PAGE EXTRACT:

== == ==

Nerve - Blu-ray review

“You guys are the dumbest smart kids I’ve ever met.”

This line, delivered by the mother of protagonist Venus "Vee" Delmonico (Emma Roberts) at the film’s ending, could act as a pretty apt summary of the entire movie. Nerve is a dumb film trying to be smart.

Vee is a shy photographer enamoured with a stereotypical high-school jock. When her popular friend Sydney (Emily Meade) spills the beans and he rebuffs Vee’s affection, she endeavours to come out of her shell and try something daring.

That turns out to be ‘Nerve’, an online reality game where users are split into ‘Watchers’ or ‘Players’.

Watchers pay $20 an hour to watch Players – who allow the app to access their social media accounts and bank details – enact outlandish or embarrassing dares like kissing strangers or singing in a restaurant.

The more dares completed and filmed on the Player’s smartphone, the more money the Players get. Fail to complete a dare, break your phone or talk to law enforcement, and you’re out of the game.

After performing a few low-stakes dares, Vee meets up with fellow player Ian (Dave Franco) and the two of them quickly become the most successful Players in the game.

This comes with unexpected consequences, which put their lives at risk as they become “prisoners of the game”.

Nerve asks us to question how much we trust social media and whether anonymity online is a good thing… except it asks those questions in the most insultingly lazy way possible.

Any film that critiques technology needs to have an airtight depiction of it; anything too futuristic or dystopian in a world trying to be realistic will undermine it.

== == ==

ENTRIES:
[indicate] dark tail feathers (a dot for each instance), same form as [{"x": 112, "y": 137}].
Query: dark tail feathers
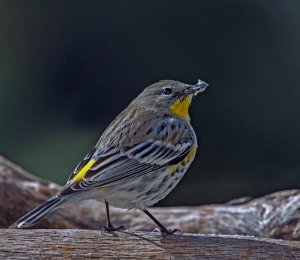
[{"x": 35, "y": 215}]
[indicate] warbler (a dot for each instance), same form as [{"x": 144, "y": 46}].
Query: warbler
[{"x": 139, "y": 158}]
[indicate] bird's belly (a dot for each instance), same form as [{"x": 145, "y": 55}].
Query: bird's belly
[{"x": 145, "y": 190}]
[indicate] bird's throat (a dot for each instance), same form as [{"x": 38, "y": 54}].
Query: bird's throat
[{"x": 181, "y": 107}]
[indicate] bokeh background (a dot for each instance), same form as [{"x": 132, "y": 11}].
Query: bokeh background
[{"x": 67, "y": 68}]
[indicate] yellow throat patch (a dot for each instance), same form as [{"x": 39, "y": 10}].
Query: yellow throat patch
[{"x": 181, "y": 107}]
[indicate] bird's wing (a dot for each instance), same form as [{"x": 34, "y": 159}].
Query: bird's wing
[{"x": 168, "y": 145}]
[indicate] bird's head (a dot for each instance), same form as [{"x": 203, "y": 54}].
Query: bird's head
[{"x": 170, "y": 97}]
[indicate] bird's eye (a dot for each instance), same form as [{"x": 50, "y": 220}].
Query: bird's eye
[{"x": 167, "y": 91}]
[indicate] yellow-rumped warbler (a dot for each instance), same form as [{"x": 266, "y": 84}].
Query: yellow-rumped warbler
[{"x": 140, "y": 157}]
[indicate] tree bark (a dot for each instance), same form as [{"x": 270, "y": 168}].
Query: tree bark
[
  {"x": 275, "y": 215},
  {"x": 92, "y": 244}
]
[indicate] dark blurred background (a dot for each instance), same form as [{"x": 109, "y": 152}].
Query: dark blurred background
[{"x": 67, "y": 68}]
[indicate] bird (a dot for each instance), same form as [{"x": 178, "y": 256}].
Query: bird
[{"x": 138, "y": 160}]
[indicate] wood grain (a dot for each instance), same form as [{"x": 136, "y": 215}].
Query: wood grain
[
  {"x": 275, "y": 215},
  {"x": 92, "y": 244}
]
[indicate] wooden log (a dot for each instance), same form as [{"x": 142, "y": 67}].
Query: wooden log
[
  {"x": 275, "y": 215},
  {"x": 82, "y": 244}
]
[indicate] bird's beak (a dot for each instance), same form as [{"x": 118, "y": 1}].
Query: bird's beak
[{"x": 196, "y": 89}]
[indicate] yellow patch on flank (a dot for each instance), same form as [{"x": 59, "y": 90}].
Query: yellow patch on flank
[
  {"x": 79, "y": 176},
  {"x": 190, "y": 156},
  {"x": 181, "y": 107}
]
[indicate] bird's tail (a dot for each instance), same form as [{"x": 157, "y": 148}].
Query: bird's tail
[{"x": 39, "y": 212}]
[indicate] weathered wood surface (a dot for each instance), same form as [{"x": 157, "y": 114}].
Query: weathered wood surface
[
  {"x": 275, "y": 215},
  {"x": 91, "y": 244}
]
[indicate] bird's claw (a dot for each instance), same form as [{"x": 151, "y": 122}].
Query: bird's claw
[
  {"x": 164, "y": 231},
  {"x": 108, "y": 229}
]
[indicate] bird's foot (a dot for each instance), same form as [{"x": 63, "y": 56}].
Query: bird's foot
[
  {"x": 164, "y": 231},
  {"x": 111, "y": 228}
]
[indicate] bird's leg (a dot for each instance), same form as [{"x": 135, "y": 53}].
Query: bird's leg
[
  {"x": 162, "y": 228},
  {"x": 110, "y": 227}
]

== == ==

GOALS:
[A] Summarize the Nerve review in two sentences.
[B] From the Nerve review, output the stretch from "This line, delivered" through "in a restaurant.".
[C] Using the Nerve review, say whether each statement agrees with it, answering yes or no and quoting the words that decide it: (i) Watchers pay $20 an hour; (ii) Vee's friend Sydney is described as shy; (iii) a Player who talks to law enforcement is out of the game.

FULL ANSWERS:
[A] In Nerve, Vee, a shy photographer, joins an online reality game in which Watchers pay to see Players perform dares, and she and fellow Player Ian become its most successful Players, with consequences that put their lives at risk. The review calls Nerve a dumb film trying to be smart, one that raises questions about trust in social media and online anonymity in the most insultingly lazy way possible.

[B]
This line, delivered by the mother of protagonist Venus "Vee" Delmonico (Emma Roberts) at the film’s ending, could act as a pretty apt summary of the entire movie. Nerve is a dumb film trying to be smart.

Vee is a shy photographer enamoured with a stereotypical high-school jock. When her popular friend Sydney (Emily Meade) spills the beans and he rebuffs Vee’s affection, she endeavours to come out of her shell and try something daring.

That turns out to be ‘Nerve’, an online reality game where users are split into ‘Watchers’ or ‘Players’.

Watchers pay $20 an hour to watch Players – who allow the app to access their social media accounts and bank details – enact outlandish or embarrassing dares like kissing strangers or singing in a restaurant.

[C]
(i) Yes: "Watchers pay $20 an hour to watch Players"
(ii) No: "her popular friend Sydney (Emily Meade)"
(iii) Yes: "Fail to complete a dare, break your phone or talk to law enforcement, and you’re out of the game."